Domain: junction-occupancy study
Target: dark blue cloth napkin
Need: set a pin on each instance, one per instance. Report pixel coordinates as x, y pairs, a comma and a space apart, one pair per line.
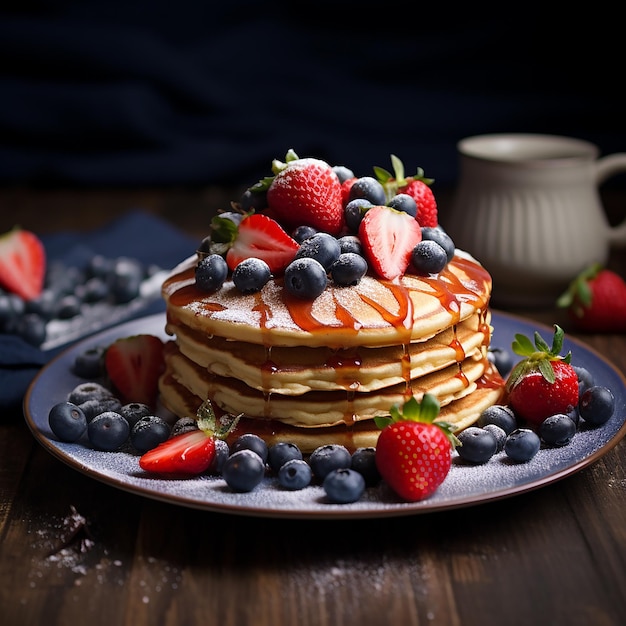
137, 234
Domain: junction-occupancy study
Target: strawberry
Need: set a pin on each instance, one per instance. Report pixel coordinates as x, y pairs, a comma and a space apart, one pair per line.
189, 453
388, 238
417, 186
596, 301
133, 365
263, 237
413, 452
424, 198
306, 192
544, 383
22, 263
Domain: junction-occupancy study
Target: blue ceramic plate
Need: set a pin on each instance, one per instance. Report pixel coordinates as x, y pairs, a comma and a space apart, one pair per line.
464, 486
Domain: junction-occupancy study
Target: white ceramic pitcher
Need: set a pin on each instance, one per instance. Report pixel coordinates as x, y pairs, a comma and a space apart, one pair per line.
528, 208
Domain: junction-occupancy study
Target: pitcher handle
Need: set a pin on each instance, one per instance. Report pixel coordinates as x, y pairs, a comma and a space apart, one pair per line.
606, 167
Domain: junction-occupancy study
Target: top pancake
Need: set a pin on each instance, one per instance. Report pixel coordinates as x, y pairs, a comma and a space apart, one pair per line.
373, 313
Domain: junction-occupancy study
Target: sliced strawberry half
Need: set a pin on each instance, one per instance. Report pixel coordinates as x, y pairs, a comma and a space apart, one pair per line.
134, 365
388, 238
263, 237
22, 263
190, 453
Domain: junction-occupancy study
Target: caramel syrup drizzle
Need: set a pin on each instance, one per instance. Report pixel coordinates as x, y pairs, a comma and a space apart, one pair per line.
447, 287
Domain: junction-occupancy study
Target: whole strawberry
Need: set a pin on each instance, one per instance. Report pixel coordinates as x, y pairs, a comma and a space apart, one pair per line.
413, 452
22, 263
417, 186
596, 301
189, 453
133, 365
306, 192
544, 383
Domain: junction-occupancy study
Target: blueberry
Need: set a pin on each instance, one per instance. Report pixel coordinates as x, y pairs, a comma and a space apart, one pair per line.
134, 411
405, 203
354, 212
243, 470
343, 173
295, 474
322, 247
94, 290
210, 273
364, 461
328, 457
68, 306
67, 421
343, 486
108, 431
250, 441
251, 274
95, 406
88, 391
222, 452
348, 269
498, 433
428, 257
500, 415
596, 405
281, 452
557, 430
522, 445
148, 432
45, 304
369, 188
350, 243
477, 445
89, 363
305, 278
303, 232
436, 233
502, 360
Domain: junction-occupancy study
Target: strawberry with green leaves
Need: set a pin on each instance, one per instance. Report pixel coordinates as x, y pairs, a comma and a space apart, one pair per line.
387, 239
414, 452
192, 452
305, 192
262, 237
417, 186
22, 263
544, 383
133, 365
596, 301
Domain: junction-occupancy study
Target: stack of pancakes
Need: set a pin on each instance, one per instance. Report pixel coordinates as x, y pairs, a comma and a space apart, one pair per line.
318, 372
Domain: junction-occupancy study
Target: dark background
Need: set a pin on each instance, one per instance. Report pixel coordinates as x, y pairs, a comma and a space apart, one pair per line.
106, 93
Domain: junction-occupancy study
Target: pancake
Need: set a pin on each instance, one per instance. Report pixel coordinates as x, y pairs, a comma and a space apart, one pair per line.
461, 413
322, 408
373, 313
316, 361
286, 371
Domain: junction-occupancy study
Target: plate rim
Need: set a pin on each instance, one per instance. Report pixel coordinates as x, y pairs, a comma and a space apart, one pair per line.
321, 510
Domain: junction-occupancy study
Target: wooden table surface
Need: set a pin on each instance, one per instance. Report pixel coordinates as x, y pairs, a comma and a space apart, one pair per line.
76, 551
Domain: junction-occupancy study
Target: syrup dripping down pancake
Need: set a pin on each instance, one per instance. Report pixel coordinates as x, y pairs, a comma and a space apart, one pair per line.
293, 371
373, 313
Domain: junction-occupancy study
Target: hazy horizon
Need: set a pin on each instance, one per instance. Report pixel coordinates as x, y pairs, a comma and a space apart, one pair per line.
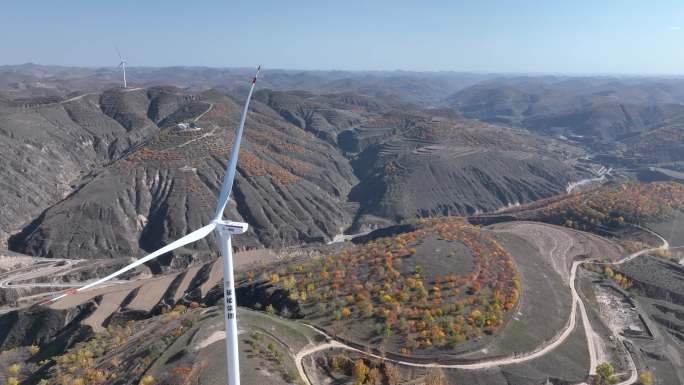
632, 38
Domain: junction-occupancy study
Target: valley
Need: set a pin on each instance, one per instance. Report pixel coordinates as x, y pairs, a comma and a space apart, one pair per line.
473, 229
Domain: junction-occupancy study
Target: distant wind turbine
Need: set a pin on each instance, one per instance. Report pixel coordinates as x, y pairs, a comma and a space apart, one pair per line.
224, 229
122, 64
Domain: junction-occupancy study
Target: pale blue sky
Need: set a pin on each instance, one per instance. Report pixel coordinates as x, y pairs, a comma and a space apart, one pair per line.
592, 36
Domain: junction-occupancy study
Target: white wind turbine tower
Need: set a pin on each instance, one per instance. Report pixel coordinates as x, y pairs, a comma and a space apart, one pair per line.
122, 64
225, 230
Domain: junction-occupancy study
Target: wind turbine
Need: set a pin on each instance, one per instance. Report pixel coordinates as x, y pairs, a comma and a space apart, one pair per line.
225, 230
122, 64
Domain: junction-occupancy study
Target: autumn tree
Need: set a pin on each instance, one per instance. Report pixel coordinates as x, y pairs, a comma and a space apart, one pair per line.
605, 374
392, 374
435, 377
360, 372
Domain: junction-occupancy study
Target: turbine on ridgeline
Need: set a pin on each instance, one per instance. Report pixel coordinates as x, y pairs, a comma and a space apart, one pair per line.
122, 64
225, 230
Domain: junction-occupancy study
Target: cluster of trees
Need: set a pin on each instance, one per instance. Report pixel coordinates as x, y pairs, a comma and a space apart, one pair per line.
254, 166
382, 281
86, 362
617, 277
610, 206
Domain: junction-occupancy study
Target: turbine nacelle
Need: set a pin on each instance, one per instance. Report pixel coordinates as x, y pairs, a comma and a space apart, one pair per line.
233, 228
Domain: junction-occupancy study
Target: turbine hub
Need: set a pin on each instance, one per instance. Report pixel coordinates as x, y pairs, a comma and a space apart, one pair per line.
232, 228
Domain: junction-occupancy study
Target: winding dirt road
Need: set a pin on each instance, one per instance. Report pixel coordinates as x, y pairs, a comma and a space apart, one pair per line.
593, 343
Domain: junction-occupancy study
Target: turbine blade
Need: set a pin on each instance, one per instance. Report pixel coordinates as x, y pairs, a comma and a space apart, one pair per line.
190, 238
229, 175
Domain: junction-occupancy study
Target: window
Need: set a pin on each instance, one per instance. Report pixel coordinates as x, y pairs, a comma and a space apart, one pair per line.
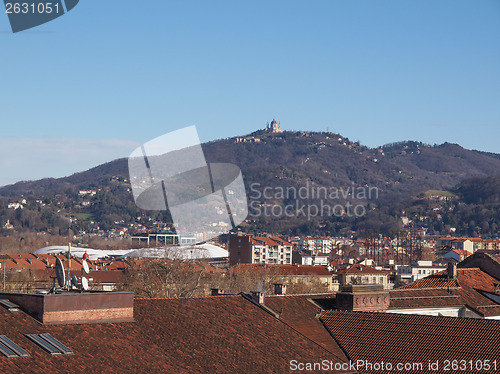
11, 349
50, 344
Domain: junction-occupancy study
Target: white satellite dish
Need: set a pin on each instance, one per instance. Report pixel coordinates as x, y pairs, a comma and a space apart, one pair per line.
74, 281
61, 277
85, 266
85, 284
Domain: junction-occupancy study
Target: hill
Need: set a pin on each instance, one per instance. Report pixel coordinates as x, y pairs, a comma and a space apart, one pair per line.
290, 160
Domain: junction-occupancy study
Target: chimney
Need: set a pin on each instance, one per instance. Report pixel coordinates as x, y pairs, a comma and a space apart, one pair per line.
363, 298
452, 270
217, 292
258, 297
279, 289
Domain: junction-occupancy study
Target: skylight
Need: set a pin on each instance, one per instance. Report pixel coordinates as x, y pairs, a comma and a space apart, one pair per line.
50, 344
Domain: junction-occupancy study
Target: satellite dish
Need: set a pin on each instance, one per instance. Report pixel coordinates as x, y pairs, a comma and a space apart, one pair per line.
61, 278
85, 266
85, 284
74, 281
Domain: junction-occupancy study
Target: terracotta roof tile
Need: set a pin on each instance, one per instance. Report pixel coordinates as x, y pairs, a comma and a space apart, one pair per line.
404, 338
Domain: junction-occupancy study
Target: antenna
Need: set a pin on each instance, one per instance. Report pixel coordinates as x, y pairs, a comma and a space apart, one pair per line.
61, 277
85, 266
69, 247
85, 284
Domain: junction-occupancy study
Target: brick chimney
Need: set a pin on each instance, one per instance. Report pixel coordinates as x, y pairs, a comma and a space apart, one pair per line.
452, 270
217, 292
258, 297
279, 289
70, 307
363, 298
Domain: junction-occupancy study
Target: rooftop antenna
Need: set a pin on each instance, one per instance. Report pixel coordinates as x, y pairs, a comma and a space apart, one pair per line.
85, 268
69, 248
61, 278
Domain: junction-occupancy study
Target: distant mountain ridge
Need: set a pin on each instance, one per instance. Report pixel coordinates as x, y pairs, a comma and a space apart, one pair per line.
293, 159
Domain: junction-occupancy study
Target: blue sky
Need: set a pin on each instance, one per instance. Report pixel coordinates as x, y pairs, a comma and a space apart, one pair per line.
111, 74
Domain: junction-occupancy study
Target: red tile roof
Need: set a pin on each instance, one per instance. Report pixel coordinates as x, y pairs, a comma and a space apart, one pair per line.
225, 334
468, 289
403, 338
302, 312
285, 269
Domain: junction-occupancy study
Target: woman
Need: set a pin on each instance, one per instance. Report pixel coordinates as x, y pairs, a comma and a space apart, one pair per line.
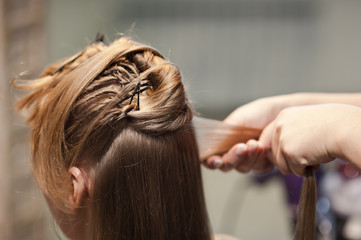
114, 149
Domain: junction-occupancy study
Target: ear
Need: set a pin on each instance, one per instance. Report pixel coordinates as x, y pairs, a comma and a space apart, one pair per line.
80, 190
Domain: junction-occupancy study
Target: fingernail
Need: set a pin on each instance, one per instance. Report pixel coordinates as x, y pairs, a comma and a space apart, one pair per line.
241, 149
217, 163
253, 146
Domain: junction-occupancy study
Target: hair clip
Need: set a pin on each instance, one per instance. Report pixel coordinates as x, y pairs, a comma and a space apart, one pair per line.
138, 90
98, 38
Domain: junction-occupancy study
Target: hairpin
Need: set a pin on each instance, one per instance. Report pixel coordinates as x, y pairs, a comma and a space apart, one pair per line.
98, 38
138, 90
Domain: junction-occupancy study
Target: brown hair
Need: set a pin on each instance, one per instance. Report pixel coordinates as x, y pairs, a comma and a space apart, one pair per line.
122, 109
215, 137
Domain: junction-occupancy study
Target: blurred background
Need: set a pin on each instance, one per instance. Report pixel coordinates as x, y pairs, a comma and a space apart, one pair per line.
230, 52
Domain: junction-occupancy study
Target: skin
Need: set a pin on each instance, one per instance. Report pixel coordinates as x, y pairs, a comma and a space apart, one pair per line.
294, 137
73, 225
- - - -
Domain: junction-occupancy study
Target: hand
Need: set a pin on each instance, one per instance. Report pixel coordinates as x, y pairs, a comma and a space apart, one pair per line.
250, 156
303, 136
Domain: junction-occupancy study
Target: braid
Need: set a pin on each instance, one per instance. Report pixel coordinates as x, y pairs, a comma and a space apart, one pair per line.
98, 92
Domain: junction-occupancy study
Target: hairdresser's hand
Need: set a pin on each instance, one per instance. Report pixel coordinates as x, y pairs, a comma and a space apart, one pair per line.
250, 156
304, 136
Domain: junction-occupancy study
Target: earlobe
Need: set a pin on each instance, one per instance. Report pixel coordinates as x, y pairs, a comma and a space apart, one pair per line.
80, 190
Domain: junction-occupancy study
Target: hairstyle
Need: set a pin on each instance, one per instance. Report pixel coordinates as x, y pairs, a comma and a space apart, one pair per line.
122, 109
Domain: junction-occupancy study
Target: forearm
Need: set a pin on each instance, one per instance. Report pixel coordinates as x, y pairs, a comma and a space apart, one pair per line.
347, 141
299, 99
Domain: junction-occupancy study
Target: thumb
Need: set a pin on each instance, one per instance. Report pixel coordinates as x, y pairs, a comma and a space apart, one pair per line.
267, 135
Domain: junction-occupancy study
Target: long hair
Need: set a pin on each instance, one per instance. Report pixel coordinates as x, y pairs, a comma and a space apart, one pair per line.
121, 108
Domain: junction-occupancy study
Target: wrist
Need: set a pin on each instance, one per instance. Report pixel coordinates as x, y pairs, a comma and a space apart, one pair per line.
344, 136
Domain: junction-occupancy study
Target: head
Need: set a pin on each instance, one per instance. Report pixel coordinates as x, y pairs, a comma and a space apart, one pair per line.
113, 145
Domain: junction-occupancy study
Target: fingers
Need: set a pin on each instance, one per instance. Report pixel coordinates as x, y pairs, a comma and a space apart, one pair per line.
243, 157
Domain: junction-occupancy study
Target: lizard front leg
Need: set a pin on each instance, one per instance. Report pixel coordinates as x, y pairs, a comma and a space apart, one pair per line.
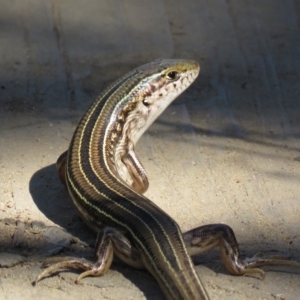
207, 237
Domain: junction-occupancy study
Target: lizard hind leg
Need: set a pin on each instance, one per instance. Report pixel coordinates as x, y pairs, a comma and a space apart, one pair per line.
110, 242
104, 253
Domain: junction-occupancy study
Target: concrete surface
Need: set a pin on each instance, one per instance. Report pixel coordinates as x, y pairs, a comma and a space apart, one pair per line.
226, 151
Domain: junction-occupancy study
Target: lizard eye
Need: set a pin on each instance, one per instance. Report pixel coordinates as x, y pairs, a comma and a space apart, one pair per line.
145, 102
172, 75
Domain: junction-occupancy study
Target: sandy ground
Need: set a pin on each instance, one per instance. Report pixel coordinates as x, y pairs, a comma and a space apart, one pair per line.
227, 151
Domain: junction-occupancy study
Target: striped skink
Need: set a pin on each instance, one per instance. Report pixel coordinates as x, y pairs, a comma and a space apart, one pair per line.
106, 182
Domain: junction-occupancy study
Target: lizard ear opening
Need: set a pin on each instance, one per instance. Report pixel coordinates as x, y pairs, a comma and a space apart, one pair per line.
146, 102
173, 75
- - - -
* DIRECTIONS:
A count is all that should be returned: the number of lines in these records containing the string "pitcher".

* OUTPUT FOR THIS TASK:
2